WHAT TO DO: In the forum thread about cleaning up metal chips, rewrite the paragraph that begins "I use a vacuum but it isn't a shop vac" as a short bulleted list that keeps its main facts.

==== DOCUMENT EXCERPT ====

Posted: Wed Aug 12, 2020 7:05 pm
by tornitore45
If you keep vacuuming up steel chips it wont be long before you will not be able to lift your 10 Gal shop vac to dump it.

Re: Something obvious I overlooked

Posted: Wed Aug 12, 2020 7:13 pm
by curtis cutter
I think there is a drain in the bottom. If you heat the vacuum up to about 2500 degrees it should pour out.

Re: Something obvious I overlooked

Posted: Wed Aug 12, 2020 8:58 pm
by mcostello
Does it compress them enough to make a billet?

Re: Something obvious I overlooked

Posted: Wed Aug 12, 2020 10:07 pm
by Russ Hanscom
There are solutions, but in the end, the garbage man still hates you.

Re: Something obvious I overlooked

Posted: Thu Aug 13, 2020 3:05 am
by liveaboard
I pile it up in big buckets, and take it to the scrapyard once every few years with other steel scrap.
Sometimes they even pay me a couple of bucks.

I tried vacuuming, but the curly waste caught the ridges in the hose and a blockage formed within a minute that was fairly aggravating to clean out.
How many of you use a vacuum cleaner for this?

Re: Something obvious I overlooked

Posted: Thu Aug 13, 2020 9:47 am
by Russ Hanscom
I use the shop vac for most cleanup. Once in a while the long stringy stuff bridges across the end of the hose, but the smaller stuff goes right through. If the hose gets a plug, I finds squeezing the hose by hand compacts the ball so it will go the rest of the way through.

As previously noted, the big problem is dumping a heavy tank after you have neglected it for too long.

Re: Something obvious I overlooked

Posted: Thu Aug 13, 2020 10:09 am
by tornitore45
I use the vacuum a lot. The curly swarf does clog easily so I try to collect those by hand or by sweep but for the small stuff that come from milling is really handy.
If it clogs
First try squeezing the hose
Then send a heavy bar and shake against gravity
Still clogged? Use the big gun

Re: Something obvious I overlooked

Posted: Thu Aug 13, 2020 10:17 am
by John Hasler
I use a vacuum but it isn't a shop vac. It's the vacuum part of a carpet cleaner, intended for sucking up water from a carpet. The hose is nearly twice the diameter of a shop vac hose (thus less pressure drop) and there is no filter. The flow enters tangentially so that the tank acts as a vortex seperator. There's just a screen over the blower inlet in the center. It is not suitable for fine sawdust without an exhaust hose out the door but it works *very* well for swarf and works as well as a shop vac for other stuff.

==== DATA EXCERPTS ====

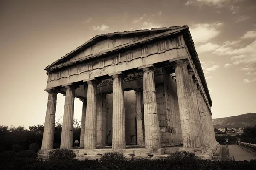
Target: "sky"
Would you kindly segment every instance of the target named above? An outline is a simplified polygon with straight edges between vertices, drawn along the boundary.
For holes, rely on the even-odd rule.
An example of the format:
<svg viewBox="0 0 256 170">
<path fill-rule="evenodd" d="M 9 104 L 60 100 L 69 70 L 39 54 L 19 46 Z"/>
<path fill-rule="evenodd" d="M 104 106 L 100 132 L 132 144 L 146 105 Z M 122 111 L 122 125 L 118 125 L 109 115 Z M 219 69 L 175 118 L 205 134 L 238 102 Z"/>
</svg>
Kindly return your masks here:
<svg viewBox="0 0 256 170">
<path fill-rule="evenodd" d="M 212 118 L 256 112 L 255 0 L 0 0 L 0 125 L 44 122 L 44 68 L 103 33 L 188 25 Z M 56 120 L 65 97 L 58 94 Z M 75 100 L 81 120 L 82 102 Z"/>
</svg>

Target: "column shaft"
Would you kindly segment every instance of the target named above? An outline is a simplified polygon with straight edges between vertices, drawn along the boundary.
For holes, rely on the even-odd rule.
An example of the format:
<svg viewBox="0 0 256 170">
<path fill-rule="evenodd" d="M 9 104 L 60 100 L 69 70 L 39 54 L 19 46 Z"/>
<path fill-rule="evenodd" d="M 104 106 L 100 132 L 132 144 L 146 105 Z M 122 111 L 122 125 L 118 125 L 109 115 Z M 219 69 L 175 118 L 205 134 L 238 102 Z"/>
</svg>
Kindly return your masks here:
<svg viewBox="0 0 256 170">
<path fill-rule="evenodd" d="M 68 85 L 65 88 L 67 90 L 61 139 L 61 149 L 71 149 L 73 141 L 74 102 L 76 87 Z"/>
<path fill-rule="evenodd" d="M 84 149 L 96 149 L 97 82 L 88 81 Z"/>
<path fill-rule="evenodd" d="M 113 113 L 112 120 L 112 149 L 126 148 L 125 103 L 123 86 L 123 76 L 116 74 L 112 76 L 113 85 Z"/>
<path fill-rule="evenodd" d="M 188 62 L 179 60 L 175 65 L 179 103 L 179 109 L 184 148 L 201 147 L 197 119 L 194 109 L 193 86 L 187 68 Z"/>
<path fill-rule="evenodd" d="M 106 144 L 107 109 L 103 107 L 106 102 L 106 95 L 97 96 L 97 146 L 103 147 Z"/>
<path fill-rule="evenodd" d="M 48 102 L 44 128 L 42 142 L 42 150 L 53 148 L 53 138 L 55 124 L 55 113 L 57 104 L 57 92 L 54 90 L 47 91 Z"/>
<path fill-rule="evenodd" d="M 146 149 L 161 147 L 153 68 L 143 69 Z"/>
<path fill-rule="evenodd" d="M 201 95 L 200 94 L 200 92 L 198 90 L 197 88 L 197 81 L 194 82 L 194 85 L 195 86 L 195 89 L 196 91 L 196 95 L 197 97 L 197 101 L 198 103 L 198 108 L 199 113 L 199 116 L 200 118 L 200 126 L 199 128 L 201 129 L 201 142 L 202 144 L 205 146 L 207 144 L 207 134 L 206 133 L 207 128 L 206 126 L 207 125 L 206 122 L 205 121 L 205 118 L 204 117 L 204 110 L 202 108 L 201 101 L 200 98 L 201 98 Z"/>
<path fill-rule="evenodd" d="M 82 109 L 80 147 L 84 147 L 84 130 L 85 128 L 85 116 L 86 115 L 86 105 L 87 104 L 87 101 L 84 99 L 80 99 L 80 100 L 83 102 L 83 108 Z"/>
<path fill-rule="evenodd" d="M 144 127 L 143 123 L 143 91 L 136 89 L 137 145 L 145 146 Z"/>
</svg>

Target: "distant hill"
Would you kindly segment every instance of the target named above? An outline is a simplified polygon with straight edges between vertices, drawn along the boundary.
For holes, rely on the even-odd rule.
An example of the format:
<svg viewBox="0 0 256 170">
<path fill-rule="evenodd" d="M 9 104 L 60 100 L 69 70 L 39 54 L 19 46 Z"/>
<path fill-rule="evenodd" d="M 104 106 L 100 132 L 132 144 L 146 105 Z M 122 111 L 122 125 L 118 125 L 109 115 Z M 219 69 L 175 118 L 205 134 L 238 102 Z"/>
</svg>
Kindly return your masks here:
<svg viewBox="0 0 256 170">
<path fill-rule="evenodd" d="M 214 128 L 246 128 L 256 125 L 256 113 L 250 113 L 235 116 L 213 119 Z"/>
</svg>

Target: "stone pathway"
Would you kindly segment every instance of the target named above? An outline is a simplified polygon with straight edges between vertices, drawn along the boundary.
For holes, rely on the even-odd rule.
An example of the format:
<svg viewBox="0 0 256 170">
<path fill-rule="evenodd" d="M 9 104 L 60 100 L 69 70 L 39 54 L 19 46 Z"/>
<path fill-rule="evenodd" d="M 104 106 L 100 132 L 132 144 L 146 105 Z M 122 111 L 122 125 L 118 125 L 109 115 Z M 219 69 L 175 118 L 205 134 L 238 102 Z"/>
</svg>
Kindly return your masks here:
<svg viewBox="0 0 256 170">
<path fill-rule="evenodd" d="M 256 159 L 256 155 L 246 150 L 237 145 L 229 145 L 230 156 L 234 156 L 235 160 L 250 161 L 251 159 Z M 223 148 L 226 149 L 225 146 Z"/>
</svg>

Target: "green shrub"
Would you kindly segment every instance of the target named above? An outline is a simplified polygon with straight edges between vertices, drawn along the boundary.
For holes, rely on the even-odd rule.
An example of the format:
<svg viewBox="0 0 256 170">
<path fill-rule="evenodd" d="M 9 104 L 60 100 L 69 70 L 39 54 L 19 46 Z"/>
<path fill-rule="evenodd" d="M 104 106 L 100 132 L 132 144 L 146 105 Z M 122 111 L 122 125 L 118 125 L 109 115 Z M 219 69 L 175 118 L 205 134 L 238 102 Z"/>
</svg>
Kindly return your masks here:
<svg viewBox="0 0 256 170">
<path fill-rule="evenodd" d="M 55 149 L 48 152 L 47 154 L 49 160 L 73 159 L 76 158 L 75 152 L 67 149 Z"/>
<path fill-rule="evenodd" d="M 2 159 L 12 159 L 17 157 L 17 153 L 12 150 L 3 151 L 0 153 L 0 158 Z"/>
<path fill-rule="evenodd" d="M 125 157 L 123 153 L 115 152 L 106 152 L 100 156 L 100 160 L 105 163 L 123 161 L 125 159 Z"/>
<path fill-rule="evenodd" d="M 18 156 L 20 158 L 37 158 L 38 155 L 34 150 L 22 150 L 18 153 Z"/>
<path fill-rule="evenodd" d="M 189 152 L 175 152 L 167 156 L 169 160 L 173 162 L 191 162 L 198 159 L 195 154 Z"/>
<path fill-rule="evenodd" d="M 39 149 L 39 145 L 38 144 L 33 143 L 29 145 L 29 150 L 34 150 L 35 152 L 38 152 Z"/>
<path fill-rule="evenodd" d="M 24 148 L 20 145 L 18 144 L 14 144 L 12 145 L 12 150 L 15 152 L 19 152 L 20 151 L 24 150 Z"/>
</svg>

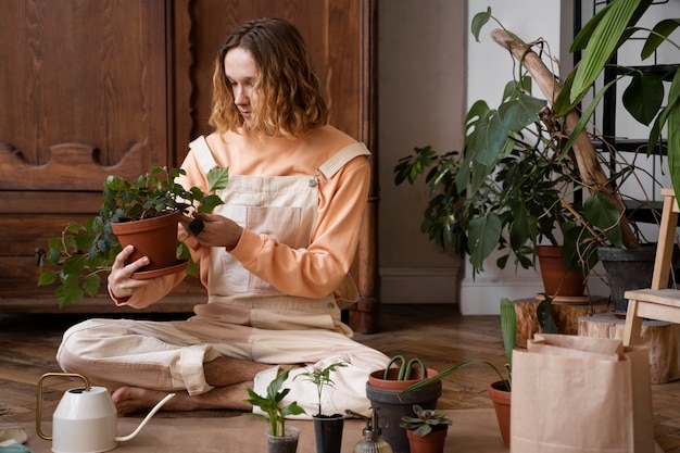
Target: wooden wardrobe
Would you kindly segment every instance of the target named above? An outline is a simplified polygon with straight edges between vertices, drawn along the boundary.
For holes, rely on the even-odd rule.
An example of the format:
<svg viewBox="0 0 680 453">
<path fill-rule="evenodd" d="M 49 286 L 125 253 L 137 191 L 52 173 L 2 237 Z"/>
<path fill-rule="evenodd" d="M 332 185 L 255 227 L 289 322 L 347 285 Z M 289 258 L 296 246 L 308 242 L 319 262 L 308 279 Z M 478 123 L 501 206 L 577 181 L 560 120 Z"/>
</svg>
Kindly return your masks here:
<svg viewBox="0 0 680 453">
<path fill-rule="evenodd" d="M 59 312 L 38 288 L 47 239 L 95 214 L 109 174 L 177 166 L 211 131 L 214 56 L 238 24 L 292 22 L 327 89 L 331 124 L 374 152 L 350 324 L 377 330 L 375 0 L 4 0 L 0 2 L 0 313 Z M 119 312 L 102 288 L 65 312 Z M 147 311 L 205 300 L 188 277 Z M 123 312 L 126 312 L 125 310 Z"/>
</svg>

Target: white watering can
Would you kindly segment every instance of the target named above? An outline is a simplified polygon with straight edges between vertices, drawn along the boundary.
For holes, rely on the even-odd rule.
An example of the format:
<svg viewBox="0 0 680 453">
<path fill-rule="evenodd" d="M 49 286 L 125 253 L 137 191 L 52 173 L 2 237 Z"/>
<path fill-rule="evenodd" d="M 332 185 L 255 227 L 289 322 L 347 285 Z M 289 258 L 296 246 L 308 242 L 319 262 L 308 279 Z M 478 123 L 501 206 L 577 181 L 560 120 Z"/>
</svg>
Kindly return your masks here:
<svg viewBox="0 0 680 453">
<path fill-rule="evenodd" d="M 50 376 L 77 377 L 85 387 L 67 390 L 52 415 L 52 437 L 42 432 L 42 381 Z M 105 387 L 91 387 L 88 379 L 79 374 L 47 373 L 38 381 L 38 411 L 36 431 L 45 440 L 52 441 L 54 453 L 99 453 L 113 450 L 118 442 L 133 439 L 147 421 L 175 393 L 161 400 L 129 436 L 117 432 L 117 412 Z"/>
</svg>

====

ANSWER IN FULL:
- The vacuum is not a shop vac but the vacuum part of a carpet cleaner, meant for sucking water out of carpet.
- Its hose is nearly twice the diameter of a shop vac hose, so there is less pressure drop.
- It has no filter, only a screen over the blower inlet in the center.
- Air enters tangentially, so the tank works as a vortex separator.
- It is not suitable for fine sawdust unless an exhaust hose runs out the door.
- It works very well for swarf and as well as a shop vac for other material.